● JOB: In the Vision AI passage, what condition must an image, graph, or map meet for scanning?

● PASSAGE GIVEN:

+ + + + +

Fig. 10 XScan view when scanning a mockup using the Vision AI engine

The screenshot above shows how effectively Vision AI coped with the mockup, which was based only on a JPG file. Let’s consider the presented example, XScan in Tosca correctly recognized elements such as:

the “button” element visible in the upper left corner,
section heading “highlight update”
“user profile” section header,
graphics: photo of “Rossy” in the “highlight update” container and “Adam Suley” visible in the “user profile”
input field “search something”
“message” button to send a message to Adam Suley

An example “user profile” section was scanned using the Vision AI engine, and a module was created in Tosca. Then, a test step was prepared using the module.

Fig. 11 Example test step – verification of the User Profile section

The visibility of all graphic elements and texts was verified. It was also checked whether it is possible to click the buttons “follow” and “message.” The screenshot below shows the test execution results summarized in the Execution List in Tosca.

Fig. 12 View of an example test step from the Execution List level

Pre-tests prepared in this way can significantly facilitate communication with analysts and businesses and significantly speed up the process of building target tests in the subsequent stages of application development.

Scanning graphic elements

Vision AI can help with test automation of non-standard elements – like gathering data from a map or a graph with data.

There is only one condition – the image/graph/map should be visible clearly, with good image sharpness and resolution. Vision AI utilizes the same rules as humans to read data from those artifacts. If the object on the image is blurred, it is risky that the correct modules and tests will not be possible. In this situation, we cannot handle automation even when supported by the newest technologies.

Vision AI is also a good option for applications with a nice UI but low-quality code and many non-standardized solutions, which makes it difficult to create automation scripts with standard tools.

Example of a test case performing data verification by Vision AI

Below is an example of a test case performing data verification by Vision AI:

Environment:

Chrome (version 124.0.6367.62), incognito mode.

Test Data:

Article Category: Development na miękko (Eng: Development – the soft way)

Article Subcategory: Salesforce

Title: Odkrywanie potencjału Salesforce Maps – przegląd narzędzia (Eng: Discovering the potential of Salesforce Maps)

Author of article: Michał Najdora

Publication date: February 23, 2024

Image Description: Ryc. 2 Salesforce Maps – klienci z różnych regionów ze zróżnicowanym sposobem wyświetlania (znaczniki, heatmapa, klastry) (Eng: Image 2 Salesforce Maps – clients from different regions with diverse displaying settings (tags, heatmap, clusters).

City: Gdańsk (Gdansk on map)

Steps:

Open page https://sii.pl/ in Chrome browser.
Accept all cookies on the page.
Verify if the link to the Blog is visible.
Click on the link to the Blog.
Select the correct category for the article.
Click “See more” for article’s subcategory section.
Select the correct subcategory for the article.

+ + + + +

Labeled-object pointing entries
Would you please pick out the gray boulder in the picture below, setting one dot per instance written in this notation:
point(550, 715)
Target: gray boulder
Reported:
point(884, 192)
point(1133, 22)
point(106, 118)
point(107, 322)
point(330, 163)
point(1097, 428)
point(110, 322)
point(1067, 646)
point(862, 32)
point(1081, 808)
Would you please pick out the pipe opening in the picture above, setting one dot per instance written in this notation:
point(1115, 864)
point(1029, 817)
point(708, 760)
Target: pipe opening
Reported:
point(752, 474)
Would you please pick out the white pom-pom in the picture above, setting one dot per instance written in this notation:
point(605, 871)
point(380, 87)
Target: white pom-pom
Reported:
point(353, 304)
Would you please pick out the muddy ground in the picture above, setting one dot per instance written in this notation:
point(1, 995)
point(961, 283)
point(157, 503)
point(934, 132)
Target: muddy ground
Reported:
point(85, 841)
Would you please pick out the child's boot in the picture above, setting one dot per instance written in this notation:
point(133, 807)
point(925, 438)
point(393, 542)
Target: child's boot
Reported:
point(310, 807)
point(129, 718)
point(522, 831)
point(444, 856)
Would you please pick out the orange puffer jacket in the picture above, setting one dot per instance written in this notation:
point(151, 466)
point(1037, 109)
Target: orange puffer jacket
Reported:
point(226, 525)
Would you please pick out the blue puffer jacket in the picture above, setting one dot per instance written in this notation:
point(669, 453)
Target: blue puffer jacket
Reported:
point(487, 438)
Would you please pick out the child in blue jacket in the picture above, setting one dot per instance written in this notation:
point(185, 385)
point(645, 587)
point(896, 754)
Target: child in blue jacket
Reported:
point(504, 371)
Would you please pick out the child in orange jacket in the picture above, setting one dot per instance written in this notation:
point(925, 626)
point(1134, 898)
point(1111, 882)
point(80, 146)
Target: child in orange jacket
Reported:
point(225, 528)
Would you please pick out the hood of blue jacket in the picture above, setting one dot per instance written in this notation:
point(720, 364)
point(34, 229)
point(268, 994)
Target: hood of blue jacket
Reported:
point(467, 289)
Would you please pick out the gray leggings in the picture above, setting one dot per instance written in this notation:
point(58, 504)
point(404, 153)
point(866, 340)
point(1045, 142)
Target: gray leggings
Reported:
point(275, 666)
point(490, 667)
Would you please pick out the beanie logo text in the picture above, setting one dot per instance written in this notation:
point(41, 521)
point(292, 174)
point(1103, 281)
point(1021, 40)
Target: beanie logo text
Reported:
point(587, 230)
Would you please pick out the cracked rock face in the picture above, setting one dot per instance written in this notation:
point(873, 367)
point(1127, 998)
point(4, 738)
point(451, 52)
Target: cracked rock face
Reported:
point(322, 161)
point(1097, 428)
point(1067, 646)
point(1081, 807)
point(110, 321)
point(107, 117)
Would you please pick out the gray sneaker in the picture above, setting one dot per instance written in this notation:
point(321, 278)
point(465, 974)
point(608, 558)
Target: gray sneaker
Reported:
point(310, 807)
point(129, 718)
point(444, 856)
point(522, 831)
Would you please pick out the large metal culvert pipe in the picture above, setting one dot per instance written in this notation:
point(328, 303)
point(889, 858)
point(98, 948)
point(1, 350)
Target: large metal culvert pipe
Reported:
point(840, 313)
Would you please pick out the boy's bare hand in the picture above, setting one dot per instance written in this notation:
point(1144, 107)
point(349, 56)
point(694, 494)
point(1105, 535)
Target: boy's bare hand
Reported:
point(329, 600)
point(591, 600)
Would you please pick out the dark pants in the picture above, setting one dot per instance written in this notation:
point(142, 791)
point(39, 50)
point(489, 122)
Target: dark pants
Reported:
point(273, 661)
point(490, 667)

+ + + + +

● RIGHT ANSWER: It should be clearly visible, with good image sharpness and resolution.